Every entry must be transcribed exactly. Pictures are not part of the copy.

• Input data:

+ + + + + + +

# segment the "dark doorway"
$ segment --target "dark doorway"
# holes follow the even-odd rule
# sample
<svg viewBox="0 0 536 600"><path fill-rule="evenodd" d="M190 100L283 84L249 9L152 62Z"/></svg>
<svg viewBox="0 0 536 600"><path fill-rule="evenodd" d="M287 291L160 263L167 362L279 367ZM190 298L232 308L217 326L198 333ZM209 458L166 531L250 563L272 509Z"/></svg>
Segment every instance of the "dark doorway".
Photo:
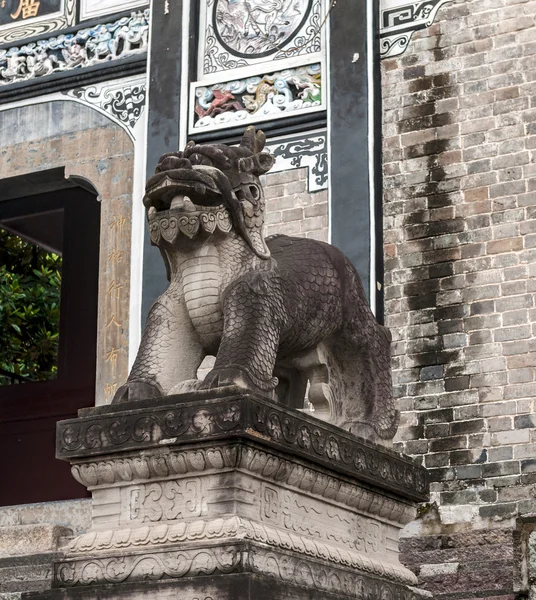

+ + + + + + +

• Task response:
# segment the "dark doorway"
$ segment --target "dark doorway"
# holes follow the even-odd rule
# sample
<svg viewBox="0 0 536 600"><path fill-rule="evenodd" d="M190 100L283 84L249 9L152 62Z"/></svg>
<svg viewBox="0 0 536 600"><path fill-rule="evenodd" d="M287 291L160 263L167 362L279 367ZM190 298L232 308L217 326L198 333ZM209 458L166 531L250 563L272 509Z"/></svg>
Segment every instance of the "dark doorway".
Photo:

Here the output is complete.